YOUR ASSIGNMENT
Give the lines again, unchanged, starting with the line containing "of the potted" and ending with the last line of the data below.

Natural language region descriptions
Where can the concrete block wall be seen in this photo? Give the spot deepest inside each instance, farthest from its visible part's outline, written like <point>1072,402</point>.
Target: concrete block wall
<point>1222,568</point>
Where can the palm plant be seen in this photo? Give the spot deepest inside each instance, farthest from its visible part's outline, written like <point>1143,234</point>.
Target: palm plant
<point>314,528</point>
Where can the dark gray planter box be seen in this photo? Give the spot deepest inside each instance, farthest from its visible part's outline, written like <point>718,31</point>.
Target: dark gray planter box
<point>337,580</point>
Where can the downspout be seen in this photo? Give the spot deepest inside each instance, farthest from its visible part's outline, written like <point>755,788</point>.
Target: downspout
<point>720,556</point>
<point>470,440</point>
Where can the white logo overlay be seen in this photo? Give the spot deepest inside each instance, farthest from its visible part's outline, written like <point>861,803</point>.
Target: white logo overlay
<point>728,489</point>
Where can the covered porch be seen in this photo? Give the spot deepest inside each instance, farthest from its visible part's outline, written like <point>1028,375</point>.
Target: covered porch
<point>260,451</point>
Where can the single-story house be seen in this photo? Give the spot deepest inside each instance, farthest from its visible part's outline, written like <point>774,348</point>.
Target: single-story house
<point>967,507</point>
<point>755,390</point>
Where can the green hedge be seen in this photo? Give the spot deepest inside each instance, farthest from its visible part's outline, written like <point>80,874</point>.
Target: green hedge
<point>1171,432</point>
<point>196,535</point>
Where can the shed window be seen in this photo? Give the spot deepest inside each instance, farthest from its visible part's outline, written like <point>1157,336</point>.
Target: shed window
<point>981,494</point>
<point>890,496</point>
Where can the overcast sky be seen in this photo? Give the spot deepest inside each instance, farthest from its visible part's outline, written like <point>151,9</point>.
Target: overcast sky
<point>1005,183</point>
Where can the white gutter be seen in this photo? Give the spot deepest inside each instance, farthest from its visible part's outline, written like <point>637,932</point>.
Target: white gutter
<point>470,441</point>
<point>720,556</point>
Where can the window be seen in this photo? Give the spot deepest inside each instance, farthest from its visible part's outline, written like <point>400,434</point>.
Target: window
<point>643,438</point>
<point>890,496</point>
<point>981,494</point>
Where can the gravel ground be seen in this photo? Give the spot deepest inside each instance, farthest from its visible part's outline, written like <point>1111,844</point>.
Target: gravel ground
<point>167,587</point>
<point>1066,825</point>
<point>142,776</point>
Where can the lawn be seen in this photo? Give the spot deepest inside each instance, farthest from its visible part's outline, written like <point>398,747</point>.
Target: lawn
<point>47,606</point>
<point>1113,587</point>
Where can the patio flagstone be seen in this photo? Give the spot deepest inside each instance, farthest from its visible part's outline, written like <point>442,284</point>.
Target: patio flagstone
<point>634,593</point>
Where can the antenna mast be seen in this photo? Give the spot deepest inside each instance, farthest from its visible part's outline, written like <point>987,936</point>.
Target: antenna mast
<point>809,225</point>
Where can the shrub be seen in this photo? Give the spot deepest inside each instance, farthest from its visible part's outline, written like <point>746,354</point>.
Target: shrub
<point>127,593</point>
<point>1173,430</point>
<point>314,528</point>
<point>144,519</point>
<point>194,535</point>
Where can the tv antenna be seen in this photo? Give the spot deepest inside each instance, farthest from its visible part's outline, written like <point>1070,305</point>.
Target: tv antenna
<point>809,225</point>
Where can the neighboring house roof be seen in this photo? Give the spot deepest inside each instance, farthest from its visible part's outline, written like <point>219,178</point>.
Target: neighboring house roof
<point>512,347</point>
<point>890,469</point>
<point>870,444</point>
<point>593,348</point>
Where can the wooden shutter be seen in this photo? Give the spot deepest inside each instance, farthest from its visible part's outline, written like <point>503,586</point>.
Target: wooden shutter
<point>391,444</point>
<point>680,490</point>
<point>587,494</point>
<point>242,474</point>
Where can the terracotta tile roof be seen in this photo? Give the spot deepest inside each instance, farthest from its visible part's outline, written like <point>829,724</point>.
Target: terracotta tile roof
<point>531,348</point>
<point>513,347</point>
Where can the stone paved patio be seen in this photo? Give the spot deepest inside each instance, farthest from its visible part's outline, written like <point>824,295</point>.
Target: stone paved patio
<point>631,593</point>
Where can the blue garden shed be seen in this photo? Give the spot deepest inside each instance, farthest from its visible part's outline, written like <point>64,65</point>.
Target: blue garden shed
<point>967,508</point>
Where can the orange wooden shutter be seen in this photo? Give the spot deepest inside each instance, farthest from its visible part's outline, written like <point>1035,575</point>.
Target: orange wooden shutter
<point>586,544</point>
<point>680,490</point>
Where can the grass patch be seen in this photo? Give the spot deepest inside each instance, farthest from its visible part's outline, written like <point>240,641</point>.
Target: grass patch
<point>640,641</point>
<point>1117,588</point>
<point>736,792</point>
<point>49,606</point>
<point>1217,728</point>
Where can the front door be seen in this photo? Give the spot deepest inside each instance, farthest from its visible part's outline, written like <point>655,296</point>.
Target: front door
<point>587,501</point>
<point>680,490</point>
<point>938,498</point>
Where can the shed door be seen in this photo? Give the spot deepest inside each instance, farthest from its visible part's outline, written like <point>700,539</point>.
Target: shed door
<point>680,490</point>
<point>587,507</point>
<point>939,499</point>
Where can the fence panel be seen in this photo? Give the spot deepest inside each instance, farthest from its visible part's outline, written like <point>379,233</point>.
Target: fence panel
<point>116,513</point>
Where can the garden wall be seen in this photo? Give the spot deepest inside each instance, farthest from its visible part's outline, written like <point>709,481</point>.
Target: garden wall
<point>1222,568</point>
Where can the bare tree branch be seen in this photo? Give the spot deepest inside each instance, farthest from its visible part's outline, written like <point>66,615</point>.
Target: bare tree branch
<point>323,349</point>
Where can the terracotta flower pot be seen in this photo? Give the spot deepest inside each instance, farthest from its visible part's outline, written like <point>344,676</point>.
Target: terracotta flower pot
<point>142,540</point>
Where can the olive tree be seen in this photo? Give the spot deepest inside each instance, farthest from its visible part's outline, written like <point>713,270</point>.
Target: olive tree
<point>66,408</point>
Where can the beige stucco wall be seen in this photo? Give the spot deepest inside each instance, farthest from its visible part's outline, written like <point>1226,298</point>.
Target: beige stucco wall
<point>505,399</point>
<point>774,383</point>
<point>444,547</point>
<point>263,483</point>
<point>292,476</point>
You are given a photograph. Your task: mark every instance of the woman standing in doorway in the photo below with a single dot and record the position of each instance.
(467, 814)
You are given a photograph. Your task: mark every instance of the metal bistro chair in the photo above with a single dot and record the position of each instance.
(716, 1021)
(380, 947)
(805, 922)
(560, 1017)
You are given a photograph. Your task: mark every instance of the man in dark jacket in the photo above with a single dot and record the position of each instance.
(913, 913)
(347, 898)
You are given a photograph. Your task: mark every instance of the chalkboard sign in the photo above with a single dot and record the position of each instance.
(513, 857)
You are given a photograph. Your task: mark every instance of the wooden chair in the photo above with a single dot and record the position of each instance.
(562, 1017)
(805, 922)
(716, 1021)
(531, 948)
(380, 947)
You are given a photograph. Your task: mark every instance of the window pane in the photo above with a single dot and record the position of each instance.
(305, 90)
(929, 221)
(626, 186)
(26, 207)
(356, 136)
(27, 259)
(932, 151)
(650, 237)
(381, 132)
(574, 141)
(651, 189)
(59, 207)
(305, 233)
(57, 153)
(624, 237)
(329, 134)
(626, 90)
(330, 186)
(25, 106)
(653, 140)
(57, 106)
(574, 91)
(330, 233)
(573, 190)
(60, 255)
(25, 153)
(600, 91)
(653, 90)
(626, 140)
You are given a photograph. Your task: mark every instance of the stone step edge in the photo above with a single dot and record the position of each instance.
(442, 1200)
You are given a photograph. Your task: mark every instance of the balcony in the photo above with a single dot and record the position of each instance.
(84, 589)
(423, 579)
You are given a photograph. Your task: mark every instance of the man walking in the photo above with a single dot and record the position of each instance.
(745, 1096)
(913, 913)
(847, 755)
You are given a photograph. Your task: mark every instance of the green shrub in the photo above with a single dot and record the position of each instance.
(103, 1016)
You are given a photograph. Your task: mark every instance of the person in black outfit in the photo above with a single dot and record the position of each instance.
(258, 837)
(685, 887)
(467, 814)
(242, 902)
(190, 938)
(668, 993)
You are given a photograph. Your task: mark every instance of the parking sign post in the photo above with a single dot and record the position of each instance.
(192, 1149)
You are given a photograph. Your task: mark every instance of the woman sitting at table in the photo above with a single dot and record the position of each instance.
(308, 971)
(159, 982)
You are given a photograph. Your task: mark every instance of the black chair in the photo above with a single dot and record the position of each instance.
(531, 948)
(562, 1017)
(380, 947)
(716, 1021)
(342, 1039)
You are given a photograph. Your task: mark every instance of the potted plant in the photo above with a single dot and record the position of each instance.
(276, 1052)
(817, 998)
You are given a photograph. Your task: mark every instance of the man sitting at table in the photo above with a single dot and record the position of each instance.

TASK SOLUTION
You are given a photograph. Your task: mark every instance of the potted plant in the photo above with a single dot and record the position of each instance.
(276, 1052)
(817, 998)
You are given a photograph. Your task: mark every instance of the man sitting at table in the photo above with a single dot and record the position of each instance.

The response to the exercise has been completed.